READING PASSAGE.
.....

In the world of healthcare superbugs, methicillin-resistant Staphylococcus aureus (MRSA) is a celebrity. It is resistant to many antibiotics and is 2.5 times more lethal than infections treatable with methicillin. MRSA can be found anywhere in a hospital setting – from ICUs to the OR – and is most often transferred on hands. More than 126,000 hospitalized patients get MRSA infections annually, and the IHI estimates that more than 5,000 patients die each year as a result.
Nip it in the bud with clean hands
Now in press, a first-of-its-kind study , a first-of-its-kind study in the American Journal of Infection Control has shown that improving hand hygiene compliance has a direct impact on the rate of MRSA infections in a hospital.
The study, “Electronic Hand Hygiene Monitoring as a Tool for Reducing Healthcare-Associated Methicillin-resistant Staphylococcus aureus Infection,” shows a direct correlation between the implementation of an electronic hand hygiene monitoring technology based on World Health Organization’s Five Moments for Hand Hygiene and a decrease in the incidence of hospital onset MRSA infections. Some of the key findings – both statistically significant - include:
- Hand hygiene compliance rates increased by 25.5 percent.
- Hospital onset MRSA HAI rates decreased by 42 percent. This represents 24 MRSA infections that were prevented during that time period.
Watch what you measure –5 moments are better than 2
Of particular importance in the study is that clinical staff were trained to perform hand hygiene based on the WHO Five Moments for Hand Hygiene guidelines, and the electronic system used to monitor and evaluate performance also measured hand hygiene opportunities based on the Five Moments.
When it comes to hand hygiene the “in and out”, or 2 moments-method is the one most healthcare facilities are using across North America. Sadly, it is widely known that this method of cleaning hands, only when entering and exiting a patient room, has been found to miss as much as 50 percent of all hand hygiene opportunities, potentially putting patients at risk of contracting an infection.
Real data, real results
This study on electronic hand hygiene monitoring and MRSA was conducted between July, 2012 and March, 2015 in 23 inpatient units. Data on hand hygiene compliance rates (representing over 20 million hand hygiene events) from the DebMed electronic monitoring reports were provided to unit leadership and frontline staff at Greenville Health System in Greenville, SC.
The accurate, reliable data enabled the leadership to provide actionable feedback to clinical staff to drive behavior change that resulted in increased hand hygiene compliance and decreased infection rates.
This study is significant not only for DebMed, but the entire infection prevention community because it is the first of its kind to show a statistically significant relationship between the use of the WHO 5 Moments, data from an electronic monitoring system and reduced MRSA HAIs. In seeing the compelling results from the study our next questions should be, is hand hygiene at the “in and out” or two moment method still an acceptable practice? With proof of hospital-onset MRSA HAI rates decreasing by 42 percent, is that motivation enough to implement a system that can accurately measure by the higher standard of the WHO 5 Moments? We think so.

.....

INFORMATION GIVEN.
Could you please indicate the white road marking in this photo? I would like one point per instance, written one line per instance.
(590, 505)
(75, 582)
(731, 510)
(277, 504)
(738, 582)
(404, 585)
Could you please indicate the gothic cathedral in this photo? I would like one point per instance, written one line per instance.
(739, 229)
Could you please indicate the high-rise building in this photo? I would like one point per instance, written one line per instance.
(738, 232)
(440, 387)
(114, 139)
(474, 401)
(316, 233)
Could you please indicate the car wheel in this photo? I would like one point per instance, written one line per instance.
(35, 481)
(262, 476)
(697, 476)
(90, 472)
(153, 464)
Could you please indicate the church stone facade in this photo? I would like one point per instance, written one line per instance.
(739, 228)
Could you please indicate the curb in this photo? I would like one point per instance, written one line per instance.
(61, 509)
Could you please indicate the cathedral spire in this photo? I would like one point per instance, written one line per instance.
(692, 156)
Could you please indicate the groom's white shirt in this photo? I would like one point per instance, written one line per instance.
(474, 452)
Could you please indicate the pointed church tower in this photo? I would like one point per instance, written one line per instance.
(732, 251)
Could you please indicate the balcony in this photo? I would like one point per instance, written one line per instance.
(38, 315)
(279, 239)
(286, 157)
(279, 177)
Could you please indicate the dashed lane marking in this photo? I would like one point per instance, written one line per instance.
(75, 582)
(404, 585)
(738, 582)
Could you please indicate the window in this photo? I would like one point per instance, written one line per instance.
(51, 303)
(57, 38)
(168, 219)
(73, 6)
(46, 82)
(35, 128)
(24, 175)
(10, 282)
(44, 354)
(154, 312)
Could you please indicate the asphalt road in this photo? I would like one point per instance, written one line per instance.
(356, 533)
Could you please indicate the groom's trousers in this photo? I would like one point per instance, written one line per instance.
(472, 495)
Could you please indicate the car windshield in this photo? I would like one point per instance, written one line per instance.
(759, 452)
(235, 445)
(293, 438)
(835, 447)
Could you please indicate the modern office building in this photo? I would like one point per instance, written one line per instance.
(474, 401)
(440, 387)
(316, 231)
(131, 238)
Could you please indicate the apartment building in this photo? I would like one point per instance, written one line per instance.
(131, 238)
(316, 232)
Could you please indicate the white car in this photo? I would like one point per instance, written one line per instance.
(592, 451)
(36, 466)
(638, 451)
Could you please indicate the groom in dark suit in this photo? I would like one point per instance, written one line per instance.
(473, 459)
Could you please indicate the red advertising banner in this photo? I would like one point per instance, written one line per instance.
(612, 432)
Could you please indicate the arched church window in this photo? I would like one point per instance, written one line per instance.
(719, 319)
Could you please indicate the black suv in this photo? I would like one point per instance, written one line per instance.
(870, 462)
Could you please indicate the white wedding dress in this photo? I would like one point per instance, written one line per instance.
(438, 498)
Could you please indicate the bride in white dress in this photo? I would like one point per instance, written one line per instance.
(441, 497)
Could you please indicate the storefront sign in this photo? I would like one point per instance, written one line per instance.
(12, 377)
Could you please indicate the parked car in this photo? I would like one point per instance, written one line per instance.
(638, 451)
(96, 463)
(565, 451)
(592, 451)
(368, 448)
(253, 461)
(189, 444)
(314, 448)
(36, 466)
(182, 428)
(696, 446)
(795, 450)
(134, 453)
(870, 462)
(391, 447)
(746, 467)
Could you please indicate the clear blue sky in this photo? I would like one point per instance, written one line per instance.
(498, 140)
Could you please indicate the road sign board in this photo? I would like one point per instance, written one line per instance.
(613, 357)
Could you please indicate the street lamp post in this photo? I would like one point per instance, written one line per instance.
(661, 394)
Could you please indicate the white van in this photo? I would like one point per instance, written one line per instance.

.....

ASSIGNED TASK 1. According to the article on hand hygiene and MRSA, in how many inpatient units was the study conducted?
ASSIGNED TASK 2. Duplicate the part of the article on hand hygiene and MRSA that begins at the words "Watch what you" and stops after the words "the Five Moments.".

WRITTEN RESPONSE 1. 23 inpatient units.

WRITTEN RESPONSE 2.
Watch what you measure –5 moments are better than 2
Of particular importance in the study is that clinical staff were trained to perform hand hygiene based on the WHO Five Moments for Hand Hygiene guidelines, and the electronic system used to monitor and evaluate performance also measured hand hygiene opportunities based on the Five Moments.